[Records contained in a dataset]
____________
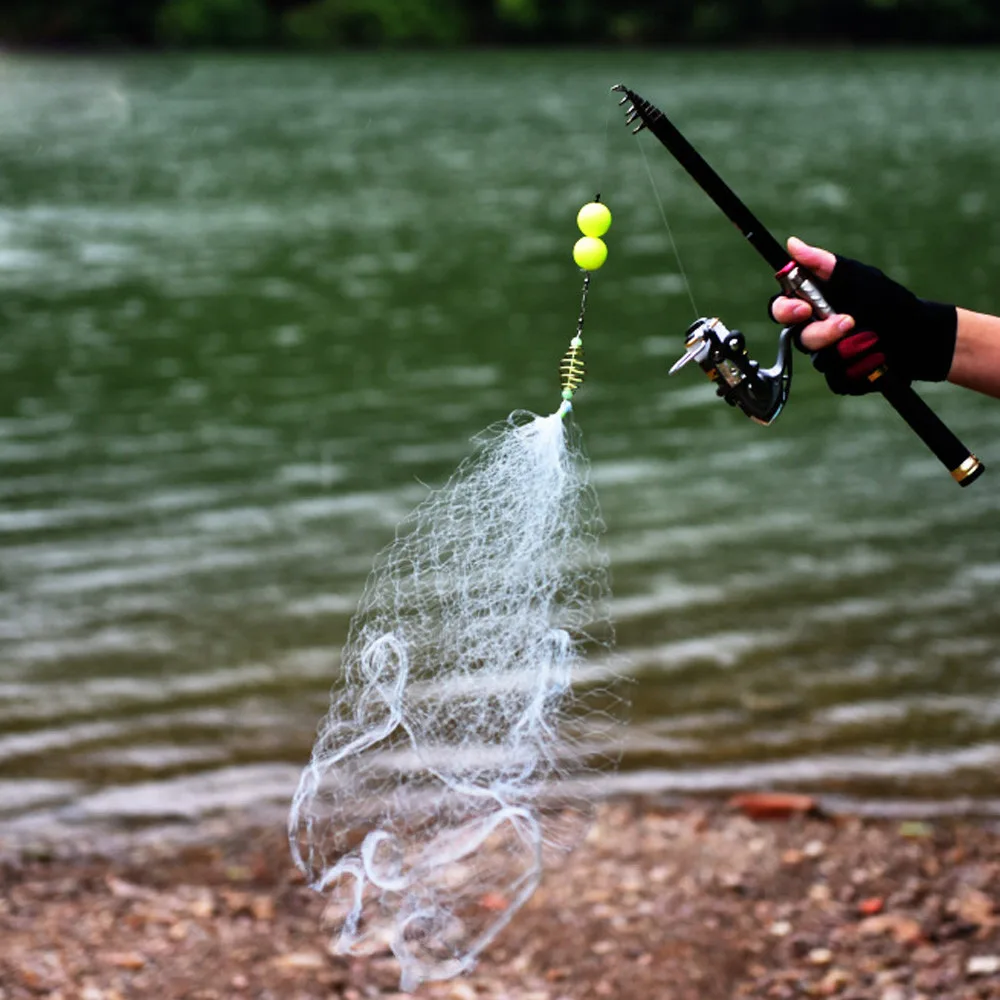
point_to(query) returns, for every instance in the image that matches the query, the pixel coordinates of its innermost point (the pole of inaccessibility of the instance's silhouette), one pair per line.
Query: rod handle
(964, 466)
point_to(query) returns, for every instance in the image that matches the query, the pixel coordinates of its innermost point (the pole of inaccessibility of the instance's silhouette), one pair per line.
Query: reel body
(760, 393)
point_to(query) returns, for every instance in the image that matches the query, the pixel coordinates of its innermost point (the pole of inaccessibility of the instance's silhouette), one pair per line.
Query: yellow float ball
(594, 219)
(590, 253)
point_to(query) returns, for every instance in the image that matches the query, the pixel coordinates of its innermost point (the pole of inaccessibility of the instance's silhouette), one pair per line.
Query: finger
(788, 311)
(816, 336)
(820, 262)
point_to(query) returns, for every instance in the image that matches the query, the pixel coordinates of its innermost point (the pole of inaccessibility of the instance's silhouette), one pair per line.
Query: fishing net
(439, 787)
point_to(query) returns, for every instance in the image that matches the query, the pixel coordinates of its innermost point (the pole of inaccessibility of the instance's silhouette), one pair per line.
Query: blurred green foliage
(395, 23)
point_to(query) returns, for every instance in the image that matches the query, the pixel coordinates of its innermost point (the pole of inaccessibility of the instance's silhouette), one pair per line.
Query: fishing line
(670, 232)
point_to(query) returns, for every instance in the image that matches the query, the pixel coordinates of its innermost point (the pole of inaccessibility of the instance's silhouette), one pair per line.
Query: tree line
(331, 24)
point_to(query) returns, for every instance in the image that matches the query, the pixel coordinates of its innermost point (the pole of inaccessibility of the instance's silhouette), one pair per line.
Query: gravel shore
(708, 901)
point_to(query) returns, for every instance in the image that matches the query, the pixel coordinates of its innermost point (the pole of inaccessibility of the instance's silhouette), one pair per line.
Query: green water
(251, 305)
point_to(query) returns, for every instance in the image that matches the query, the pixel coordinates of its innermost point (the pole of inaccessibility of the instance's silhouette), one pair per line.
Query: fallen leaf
(773, 805)
(905, 930)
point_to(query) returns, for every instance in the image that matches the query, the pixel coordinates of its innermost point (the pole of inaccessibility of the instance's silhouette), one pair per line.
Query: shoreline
(665, 899)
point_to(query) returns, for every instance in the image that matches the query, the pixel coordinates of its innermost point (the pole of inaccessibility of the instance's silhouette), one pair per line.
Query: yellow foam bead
(590, 253)
(594, 219)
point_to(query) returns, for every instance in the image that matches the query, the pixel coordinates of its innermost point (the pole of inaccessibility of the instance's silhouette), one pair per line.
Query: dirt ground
(707, 902)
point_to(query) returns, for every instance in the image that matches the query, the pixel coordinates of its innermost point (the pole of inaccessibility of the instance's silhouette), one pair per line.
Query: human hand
(887, 325)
____________
# About this task
The output should consist of every entry above, printed exactly, with the images removed.

# The completed task
point_to(query) returns, for every instance in the image that matches the query, the pixel coordinates of its innermost point (the pole of inaccessibility of the instance's silhouette), one pair per line.
Query: rod handle
(964, 466)
point_to(query) returns, for every instance in the image that matches the query, the pixel coordinates of its innermost point (the pole of inaccessibility of the instance's silhouette), one pair per line.
Query: reel body
(760, 393)
point_to(query) returns, for every instance in the image that matches the query, the pixel coordinates of its innermost point (the pole of inaccessibility of the instance's silhouette), one pair per line.
Query: yellow float ball
(594, 219)
(590, 253)
point_to(query) returns, for every instance in the image that matches the query, the pixel coordinates of its innermost point (the pole of inaccessibility of the instance's silhouette), one pair per line.
Query: finger
(788, 311)
(816, 336)
(820, 262)
point_to(query) returns, for every instance in the image that matches the query, the pixel coordinates of its innermost point (the pole of inaccessibility of the instance's silhouette), one pair per line.
Query: fishing net
(439, 787)
point_to(query) returns, for every instance in the image that matches the query, the pixel coordinates of its innermost point (the pole of inaccessibility of the instance's silhouette), one pair per line.
Query: blurred green foliage
(395, 23)
point_to(query) returns, for every instance in the image that matches the query, the pixel coordinates of its innermost point (the pole of inaccessibility of the instance's silhouette), one pair per line.
Query: fishing line
(670, 232)
point_to(query) returns, for every instance in the image that matches the query, the pixel coordinates of its innermost point (the pole of inaccessibility of the instance's silhouette), one pair per line.
Query: tree line
(331, 24)
point_to(query) returns, for every instance in the image that matches the query, the pixel coordinates of its innermost point (the pole of inaccessibility of the instance's silhouette), one pair per line.
Query: gravel shore
(708, 901)
point_to(query) returns, for every instance in the image that matches the query, the pixel coordinates of its innermost point (the pole of inaccessibility of the instance's silhouette), one pair per line.
Query: green water
(251, 305)
point_to(query) returns, for every instance in the image that matches the query, the pixel coordinates of its innermost point (the pole of inaccessibility of the instance's silhouette), one pair per line.
Query: fallen leaf
(773, 805)
(905, 930)
point_to(query) returns, for every instance in the image that matches the query, the pixel coordinates of its innermost point (the pole of inaccessibility of the instance's silhouette), one pair per line.
Query: shoreline
(665, 899)
point_to(query) returns, for every instance in the image that matches the query, the pixel coordinates of its innermost point (the pole of inaccessibility of the instance's silhouette), one pair per line.
Query: yellow foam bead
(590, 253)
(594, 219)
point_to(query) returns, for every instance in the image that matches the query, the pixel coordinates of its innermost point (the pole of inaccessibility of the instance's silhouette), one pair per line.
Query: dirt ground
(707, 902)
point_to(query) returns, for every instance in the image that matches the query, the pixel coordinates of its innermost point (the pole of inaccessibility of the instance's silhouette), one pair per line.
Query: human hand
(887, 325)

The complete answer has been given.